Cosa fare => In base al brano fornito, spiega per favore perché il disco d'esordio degli MC5 venne ricavato da un'esibizione dal vivo invece che registrato in studio. Rispondi in una o due frasi.

Brano fornito =>
Novembre 2018: MC5 – KICK OUT THE JAMS (1969)
Data di pubblicazione: Febbraio 1969
Registrato a: Grande Ballroom (Detroit)
Produttore: Jac Holzman & Bruce Botnick
Formazione: Rob Tyner (voce), Wayne Kramer (chitarra, chitarra ritmica, cori, e voce principale), Fred “Sonic” Smith (chitarra, chitarra ritmica, cori), Michael Davis (basso, cori), Dennis Thompson (batteria)
Lato A
Ramblin’ Rose
Kick out the jams
Come together
Rocket recuder no. 62 (Rama Lama Fa Fa Fa)
Borderline
Lato B
Motor city is burning
I want you right now
Starship
“Kick out the jams, motherfuckers!”
Forse pochi se ne sono accorti o lo considerano con la giusta attenzione, ma da Detroit in particolare, alla fine degli anni ’60, arrivò un messaggio rivoluzionario destinato a cambiare in maniera radicale la storia del rock, quello cioè del cosiddetto proto-punk, ossia ciò che era punk prima ancora che il punk venisse codificato come tale. La tendenza era quella di un suono sporco e riottoso, testi trasgressivi e di rottura con lo spirito idealistico che aveva preceduto questa fase, e una vera e propria animalità scenica. Una serie di band che avevano elevato a standard il cosiddetto triangolo “sesso, droga e rock’n’roll”, ma che volevano suonare lerci, perfidi, cattivi. Tutto questo non fu che un elemento anticipatore di ciò che poi alla fine degli anni ’70 divenne quella corrente destinata a trascinare giù tutto: dagli emblemi sociali ai dinosauri del rock’n’roll.
Tra queste spicca con particolare potenza appunto la band di Detroit MC5 (sigla che sta per Motor City 5, ossia Detroit 5). La band di Rob Tyner viene appunto considerata una dei precursori del genere punk: iconoclasti e politicizzati, hanno rappresentato, come gli Stooges, una delle rivoluzioni musicali più potenti della storia del rock, anche se rispetto a quelli, il loro successo all’epoca fu molto più ridimensionato, e la loro portata storica riconosciuta col tempo.
La loro proposta era un rock oltraggioso, fatto di musicalità dure e devastanti e un tessuto lirico sporco e carico di oscenità, oltre che di una presa di posizione politica violenta e rivoluzionaria, tanto da interessare niente meno che John Sinclair, leader delle Pantere Nere, che si poneva l’obiettivo di “assalire la cultura con ogni mezzo, compreso il sesso, la droga e il rock’n’roll”. La proposta sonora degli MC5 comunque era così devastante a tal punto che era limitante portare la band in uno studio per il loro disco d’esordio, e pertanto la Elektra pensò bene di riprendere una loro esibizione al Grande Ballroom del 30 e 31 ottobre 1968. Se ne ottenne un disco devastante, imponente, nonostante una storica stroncatura di Lester Bangs, che lo riteneva “ridicolo, prepotente e pretenzioso”.

Materiale fornito =>
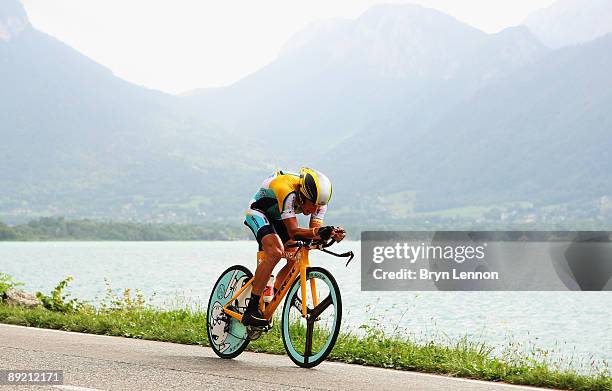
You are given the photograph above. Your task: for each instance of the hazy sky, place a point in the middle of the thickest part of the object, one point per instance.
(179, 45)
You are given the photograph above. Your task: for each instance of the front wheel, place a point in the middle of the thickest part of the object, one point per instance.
(308, 341)
(227, 336)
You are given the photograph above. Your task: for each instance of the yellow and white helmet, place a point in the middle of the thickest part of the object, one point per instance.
(315, 186)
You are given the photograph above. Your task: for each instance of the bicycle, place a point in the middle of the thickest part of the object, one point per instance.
(309, 327)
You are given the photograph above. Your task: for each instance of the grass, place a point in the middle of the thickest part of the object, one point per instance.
(128, 315)
(463, 359)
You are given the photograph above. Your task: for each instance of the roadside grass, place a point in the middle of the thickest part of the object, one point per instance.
(128, 315)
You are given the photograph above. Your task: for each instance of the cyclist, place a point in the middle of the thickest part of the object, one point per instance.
(272, 219)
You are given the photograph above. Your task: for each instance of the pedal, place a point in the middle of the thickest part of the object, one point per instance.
(254, 333)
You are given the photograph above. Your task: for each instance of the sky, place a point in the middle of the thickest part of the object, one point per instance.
(179, 45)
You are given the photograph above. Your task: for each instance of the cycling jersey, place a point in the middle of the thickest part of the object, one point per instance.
(276, 200)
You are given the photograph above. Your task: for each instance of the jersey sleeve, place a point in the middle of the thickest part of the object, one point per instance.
(319, 215)
(287, 209)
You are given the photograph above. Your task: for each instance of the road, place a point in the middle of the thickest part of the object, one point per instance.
(95, 362)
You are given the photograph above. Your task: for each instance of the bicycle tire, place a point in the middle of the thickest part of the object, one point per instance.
(227, 336)
(294, 334)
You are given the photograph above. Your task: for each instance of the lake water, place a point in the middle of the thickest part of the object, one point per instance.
(576, 324)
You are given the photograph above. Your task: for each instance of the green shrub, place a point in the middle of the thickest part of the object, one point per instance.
(6, 283)
(57, 300)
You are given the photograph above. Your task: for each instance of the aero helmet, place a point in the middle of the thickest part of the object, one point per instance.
(315, 186)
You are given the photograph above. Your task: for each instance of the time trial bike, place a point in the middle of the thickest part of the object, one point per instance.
(311, 316)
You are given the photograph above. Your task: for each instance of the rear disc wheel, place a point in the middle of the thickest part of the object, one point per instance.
(226, 335)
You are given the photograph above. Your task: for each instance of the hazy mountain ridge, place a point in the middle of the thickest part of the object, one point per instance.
(403, 99)
(73, 132)
(570, 22)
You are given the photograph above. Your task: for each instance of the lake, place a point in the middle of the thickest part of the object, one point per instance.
(576, 324)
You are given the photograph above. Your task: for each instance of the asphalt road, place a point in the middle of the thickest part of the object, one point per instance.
(95, 362)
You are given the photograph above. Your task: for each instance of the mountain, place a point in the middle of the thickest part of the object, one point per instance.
(337, 75)
(540, 133)
(80, 141)
(570, 22)
(403, 107)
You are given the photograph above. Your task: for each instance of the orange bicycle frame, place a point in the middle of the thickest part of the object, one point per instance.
(297, 271)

Soluzione scritta => La proposta sonora degli MC5 era così devastante che portare la band in uno studio sarebbe stato limitante. Per questo la Elektra decise di riprendere una loro esibizione al Grande Ballroom del 30 e 31 ottobre 1968.